Exercise goal:
Return the records below from the line containing "the blue jacket" onward, exactly, through and including the last line.

"""

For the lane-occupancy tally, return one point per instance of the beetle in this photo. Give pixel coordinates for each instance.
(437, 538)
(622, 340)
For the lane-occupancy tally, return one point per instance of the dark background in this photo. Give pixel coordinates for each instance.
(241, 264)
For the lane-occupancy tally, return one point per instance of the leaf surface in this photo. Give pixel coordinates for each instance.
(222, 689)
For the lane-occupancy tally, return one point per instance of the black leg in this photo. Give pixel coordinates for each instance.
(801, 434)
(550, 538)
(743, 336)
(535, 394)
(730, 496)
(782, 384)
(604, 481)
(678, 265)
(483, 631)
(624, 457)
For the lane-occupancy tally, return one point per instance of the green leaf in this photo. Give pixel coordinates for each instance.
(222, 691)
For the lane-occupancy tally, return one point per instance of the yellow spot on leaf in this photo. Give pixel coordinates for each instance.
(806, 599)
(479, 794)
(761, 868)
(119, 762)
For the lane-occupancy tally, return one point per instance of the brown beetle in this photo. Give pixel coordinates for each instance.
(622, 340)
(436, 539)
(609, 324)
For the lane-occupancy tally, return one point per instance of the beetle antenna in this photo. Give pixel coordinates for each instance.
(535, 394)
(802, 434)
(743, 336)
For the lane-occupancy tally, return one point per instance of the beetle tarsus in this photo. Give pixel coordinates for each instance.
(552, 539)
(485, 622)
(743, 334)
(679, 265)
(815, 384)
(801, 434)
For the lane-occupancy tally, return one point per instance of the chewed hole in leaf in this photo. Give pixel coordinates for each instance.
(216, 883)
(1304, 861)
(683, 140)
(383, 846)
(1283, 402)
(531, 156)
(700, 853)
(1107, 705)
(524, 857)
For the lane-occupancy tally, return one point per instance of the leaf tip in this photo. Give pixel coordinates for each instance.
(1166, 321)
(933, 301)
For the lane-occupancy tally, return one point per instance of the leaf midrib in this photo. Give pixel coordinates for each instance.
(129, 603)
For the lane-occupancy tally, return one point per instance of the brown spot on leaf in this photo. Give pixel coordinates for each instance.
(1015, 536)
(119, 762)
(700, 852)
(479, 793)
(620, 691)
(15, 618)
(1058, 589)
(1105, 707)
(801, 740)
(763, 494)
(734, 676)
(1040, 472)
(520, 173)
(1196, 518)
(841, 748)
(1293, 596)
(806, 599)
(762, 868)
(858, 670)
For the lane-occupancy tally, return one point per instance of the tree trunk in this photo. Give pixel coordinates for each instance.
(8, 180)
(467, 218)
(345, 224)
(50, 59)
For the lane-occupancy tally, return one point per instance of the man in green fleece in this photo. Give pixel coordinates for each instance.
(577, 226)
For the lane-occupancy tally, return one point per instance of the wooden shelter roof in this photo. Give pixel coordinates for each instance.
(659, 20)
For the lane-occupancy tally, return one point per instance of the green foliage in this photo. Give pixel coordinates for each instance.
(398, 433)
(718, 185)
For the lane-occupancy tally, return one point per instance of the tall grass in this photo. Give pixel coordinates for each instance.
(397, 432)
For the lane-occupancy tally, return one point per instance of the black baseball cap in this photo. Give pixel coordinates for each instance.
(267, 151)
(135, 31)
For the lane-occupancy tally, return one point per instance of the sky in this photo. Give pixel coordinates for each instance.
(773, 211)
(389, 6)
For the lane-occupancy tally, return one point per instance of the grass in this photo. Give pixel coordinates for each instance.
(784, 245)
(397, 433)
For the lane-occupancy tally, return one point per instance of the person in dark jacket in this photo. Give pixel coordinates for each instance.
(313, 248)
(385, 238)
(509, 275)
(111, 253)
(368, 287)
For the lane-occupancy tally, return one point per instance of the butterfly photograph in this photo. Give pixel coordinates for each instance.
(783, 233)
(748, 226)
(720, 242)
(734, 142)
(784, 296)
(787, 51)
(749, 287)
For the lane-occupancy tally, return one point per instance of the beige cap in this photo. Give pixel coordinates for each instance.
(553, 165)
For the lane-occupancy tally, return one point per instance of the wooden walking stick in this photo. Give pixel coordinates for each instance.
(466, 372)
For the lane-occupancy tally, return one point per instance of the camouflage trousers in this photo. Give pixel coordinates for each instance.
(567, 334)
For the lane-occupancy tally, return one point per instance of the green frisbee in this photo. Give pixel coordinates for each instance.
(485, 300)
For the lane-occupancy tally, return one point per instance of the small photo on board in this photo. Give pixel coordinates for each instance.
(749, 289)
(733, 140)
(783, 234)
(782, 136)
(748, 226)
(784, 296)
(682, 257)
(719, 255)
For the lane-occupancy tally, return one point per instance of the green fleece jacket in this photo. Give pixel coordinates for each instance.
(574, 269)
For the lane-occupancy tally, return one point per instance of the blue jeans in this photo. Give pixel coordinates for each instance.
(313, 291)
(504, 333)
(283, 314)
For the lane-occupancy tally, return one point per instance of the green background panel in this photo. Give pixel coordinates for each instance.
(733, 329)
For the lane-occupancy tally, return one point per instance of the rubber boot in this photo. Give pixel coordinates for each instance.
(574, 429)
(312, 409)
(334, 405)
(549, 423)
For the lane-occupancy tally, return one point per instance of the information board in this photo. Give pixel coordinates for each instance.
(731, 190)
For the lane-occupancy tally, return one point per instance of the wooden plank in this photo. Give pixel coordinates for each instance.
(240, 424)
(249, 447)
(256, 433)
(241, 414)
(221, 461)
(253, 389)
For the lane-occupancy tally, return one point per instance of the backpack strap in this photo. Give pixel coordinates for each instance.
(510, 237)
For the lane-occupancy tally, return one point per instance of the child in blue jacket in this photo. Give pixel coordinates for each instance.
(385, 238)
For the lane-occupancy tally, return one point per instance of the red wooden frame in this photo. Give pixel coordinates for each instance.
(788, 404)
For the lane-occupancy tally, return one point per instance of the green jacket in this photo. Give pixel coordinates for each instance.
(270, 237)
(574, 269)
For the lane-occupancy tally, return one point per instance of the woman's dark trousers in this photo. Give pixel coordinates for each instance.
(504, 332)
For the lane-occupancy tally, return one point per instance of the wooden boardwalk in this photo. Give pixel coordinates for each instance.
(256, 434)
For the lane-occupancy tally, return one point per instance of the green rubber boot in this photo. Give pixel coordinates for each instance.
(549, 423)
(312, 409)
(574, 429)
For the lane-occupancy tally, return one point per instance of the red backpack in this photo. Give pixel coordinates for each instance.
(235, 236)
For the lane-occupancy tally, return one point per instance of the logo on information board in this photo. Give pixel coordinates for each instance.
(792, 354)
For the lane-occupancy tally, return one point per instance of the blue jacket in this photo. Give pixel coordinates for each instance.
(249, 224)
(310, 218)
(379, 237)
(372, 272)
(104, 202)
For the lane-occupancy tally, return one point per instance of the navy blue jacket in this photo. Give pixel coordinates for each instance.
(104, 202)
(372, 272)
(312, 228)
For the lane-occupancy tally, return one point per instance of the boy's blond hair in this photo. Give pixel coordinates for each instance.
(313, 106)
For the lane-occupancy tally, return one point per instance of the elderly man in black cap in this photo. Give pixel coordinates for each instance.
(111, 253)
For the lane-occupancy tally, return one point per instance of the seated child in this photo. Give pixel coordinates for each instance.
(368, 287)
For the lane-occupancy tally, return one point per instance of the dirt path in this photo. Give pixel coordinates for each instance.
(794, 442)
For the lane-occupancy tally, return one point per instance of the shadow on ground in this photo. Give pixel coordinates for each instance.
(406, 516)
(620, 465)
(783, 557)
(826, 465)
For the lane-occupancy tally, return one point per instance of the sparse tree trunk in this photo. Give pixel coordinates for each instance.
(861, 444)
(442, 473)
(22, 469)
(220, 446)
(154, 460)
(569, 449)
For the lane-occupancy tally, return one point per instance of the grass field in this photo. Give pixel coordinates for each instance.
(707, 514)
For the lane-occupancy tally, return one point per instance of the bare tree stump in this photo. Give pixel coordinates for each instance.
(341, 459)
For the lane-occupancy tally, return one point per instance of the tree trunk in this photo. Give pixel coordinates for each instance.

"""

Reply:
For the lane-occupancy tally, return one point per instance of the blue jacket in this photo. Give pixel coordinates for each instance.
(249, 224)
(310, 218)
(379, 237)
(372, 272)
(104, 202)
For the lane-occupancy tally, return one point per instance of the navy blue jacket in this photo. Give pixel coordinates for each instance.
(104, 202)
(372, 272)
(312, 228)
For the lane-occupancy tally, return one point per instance of the boy's blond hair in this photo. Give pixel coordinates for each instance.
(313, 106)
For the lane-occupancy tally, return one point per instance of the elderly man in black cap in this photo. Give pixel coordinates for each instance.
(111, 253)
For the lane-occupancy tally, return one point per instance of the seated child in this photo. Give pixel coordinates for each instance.
(368, 287)
For the lane-occupancy tally, return one point per instance of the dirt path in this photo. Give pixel coordinates for each instance.
(794, 442)
For the lane-occupancy tally, return one point per instance of the shadow on ground in this photo. Give pixel coordinates for each instance.
(406, 516)
(620, 465)
(783, 557)
(826, 465)
For the lane-occupancy tally, return one point per instance of the sparse tree trunk in this photo. Give pixel coordinates for each instance.
(861, 444)
(442, 473)
(22, 469)
(220, 446)
(154, 460)
(569, 449)
For the lane-occupancy tally, return one point per instance of the grass field in this photo. Give pixel coordinates for each instance.
(707, 514)
For the lane-occupancy tally, return one point per instance of the bare tree stump in this photo. Give pixel coordinates for each instance.
(341, 459)
For the lane-occupancy tally, return one point per instance of the tree trunk in this photo. Give pixel coordinates for each instance.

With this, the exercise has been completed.